=== ARTICLE ===
- - -

Liberia
Ellen Johnson Sirleaf: «Restaurer l’image et la crédibilité du Liberia»
(Photo: Monique Mas/RFI)
Depuis la fin de la guerre et son élection à la magistrature suprême en novembre 2005, «chaque jour, c’est la fête des femmes» au Liberia, sourit la présidente Sirleaf, invitée d'honneur à Paris, du 7 au 10 mars, à l’occasion de la Journée internationale des femmes. Ellen Johnson Sirleaf ne saurait bouder les hommages convenus réservés à la première femme président du continent africain. Mais «l’état de grâce ne durera pas», dit-elle, se fixant mission de prouver au monde que les Libériens sont capables de saisir «l’occasion sans précédent d’avancer dans la bonne direction», celle de la reconstruction et du développement. «Je n’ai pas de baguette magique», convient la présidente Sirleaf. Mais il faut «engager des réformes structurelles», avec obligation de résultats pour redonner confiance aux investisseurs. Sur cette longue route, le retour diplomatique de Paris à Monrovia est un tout petit pas, admet-elle, réaliste.
Entrevue avec son homologue Jacques Chirac, dîner offert en son honneur par le chef de la diplomatie française Philippe Douste-Blazy, déjeuner d'affaires à l’invitation des patrons du Medef (Mouvement des entreprises de France), l’économiste Ellen Sirleaf se félicite de la volonté affichée par Paris «relancer une coopération bilatérale étroite» avec le Liberia. Mais elle sait qu’il faudra du temps avant que les investisseurs risquent leur capital dans son pays. Pour sa première visite officielle en France, Ellen Sirleaf se suffit d’afficher le nouveau visage du Liberia, après celui du président déchu Charles Taylor, invité à Paris en 1998 et venu dans le convoi africain de l’épisode ivoirien des accords de Kléber en janvier 2003.

- - -

=== DONNÉES EXTRAITES ===
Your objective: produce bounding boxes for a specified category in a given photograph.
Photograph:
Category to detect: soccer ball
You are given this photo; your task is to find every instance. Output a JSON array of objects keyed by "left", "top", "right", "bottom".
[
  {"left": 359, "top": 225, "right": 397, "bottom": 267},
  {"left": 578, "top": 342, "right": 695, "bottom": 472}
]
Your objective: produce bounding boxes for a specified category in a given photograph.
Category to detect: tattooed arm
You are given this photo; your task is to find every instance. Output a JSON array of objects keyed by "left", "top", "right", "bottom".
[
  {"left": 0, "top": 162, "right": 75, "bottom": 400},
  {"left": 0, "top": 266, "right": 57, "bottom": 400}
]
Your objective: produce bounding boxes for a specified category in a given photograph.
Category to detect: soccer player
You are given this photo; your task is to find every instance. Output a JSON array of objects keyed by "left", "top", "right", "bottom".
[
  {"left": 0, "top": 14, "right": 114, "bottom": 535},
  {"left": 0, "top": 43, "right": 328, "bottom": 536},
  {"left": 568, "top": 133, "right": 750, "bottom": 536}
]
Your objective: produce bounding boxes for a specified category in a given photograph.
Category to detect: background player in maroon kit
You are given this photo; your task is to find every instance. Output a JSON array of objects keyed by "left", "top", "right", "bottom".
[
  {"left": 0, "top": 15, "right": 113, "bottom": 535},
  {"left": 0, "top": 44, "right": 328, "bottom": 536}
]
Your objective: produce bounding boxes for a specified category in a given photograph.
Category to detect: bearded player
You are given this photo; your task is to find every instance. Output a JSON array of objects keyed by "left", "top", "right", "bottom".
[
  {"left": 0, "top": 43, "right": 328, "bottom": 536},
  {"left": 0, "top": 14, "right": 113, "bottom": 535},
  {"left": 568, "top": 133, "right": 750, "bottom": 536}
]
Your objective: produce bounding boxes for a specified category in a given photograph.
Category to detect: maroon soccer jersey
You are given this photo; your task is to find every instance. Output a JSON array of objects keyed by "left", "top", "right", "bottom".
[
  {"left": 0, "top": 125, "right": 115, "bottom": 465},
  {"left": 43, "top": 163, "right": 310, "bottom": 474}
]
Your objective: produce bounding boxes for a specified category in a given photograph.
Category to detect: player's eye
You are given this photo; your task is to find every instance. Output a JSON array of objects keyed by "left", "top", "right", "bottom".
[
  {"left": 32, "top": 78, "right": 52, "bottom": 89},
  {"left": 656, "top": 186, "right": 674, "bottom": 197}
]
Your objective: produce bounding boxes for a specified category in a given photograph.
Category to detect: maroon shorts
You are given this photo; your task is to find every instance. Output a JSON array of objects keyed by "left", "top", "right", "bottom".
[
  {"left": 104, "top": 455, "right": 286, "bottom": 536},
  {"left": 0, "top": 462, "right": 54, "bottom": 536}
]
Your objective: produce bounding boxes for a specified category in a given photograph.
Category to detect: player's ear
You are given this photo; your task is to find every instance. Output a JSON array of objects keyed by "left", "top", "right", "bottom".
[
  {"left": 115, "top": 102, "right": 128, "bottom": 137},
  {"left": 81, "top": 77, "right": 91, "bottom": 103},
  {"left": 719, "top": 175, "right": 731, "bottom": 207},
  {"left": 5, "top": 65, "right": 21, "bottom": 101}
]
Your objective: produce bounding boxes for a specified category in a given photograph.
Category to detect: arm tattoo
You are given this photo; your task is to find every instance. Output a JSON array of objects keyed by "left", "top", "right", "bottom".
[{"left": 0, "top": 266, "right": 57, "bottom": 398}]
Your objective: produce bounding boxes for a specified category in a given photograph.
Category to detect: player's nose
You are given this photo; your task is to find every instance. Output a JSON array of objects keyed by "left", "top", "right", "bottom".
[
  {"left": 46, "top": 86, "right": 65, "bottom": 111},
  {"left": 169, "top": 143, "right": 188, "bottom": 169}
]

- - -

=== TRAVAIL DEMANDÉ ===
(1) Relevez tous les rendez-vous officiels de la présidente Sirleaf à Paris énumérés dans l'article sur sa visite en France, avec leur hôte.
(2) Rédigez la suite de l'article sur la visite d'Ellen Johnson Sirleaf à Paris, à partir de sa dernière phrase.

=== RÉPONSES ===
(1)
- Entrevue avec son homologue Jacques Chirac
- Dîner offert en son honneur par le chef de la diplomatie française Philippe Douste-Blazy
- Déjeuner d'affaires à l'invitation des patrons du Medef (Mouvement des entreprises de France)

(2)
«Heureux que le Liberia ait un chef d'Etat démocratiquement élu qui soit une femme», Jacques Chirac a annoncé mercredi à la présidente du Liberia qu’une «représentation diplomatique officielle serait établie d'ici la fin de l'année» dans son pays. En effet, depuis le sac de l’ambassade de France à Monrovia au début de la guerre civile en 1990, et sa fermeture en 1996, seuls un attaché humanitaire et un attaché consulaire avaient été maintenus dans la capitale libérienne.
Lever les embargos sur le bois et les diamants
Avant Paris, Ellen Johnson Sirleaf était à Bruxelles, où elle a plaidé auprès du président de la Commission européenne, José Manuel Durao Barroso, en faveur d’une levée rapide des embargos internationaux qui frappent les exportations libériennes de diamants (depuis mai 2001) et de bois (depuis mai 2003). Il s’agissait alors de fermer le robinet des matières premières, monnaies d’échange dans les trafics d’armes qui ont alimenté la guerre. Mais en décembre 2005, malgré la bonne tenue de l’élection présidentielle, le Conseil de sécurité a prorogé ces sanctions, estimant que la fragilité du Liberia constituait toujours «une menace pour la paix internationale et la sécurité» régionale en Afrique de l'Ouest.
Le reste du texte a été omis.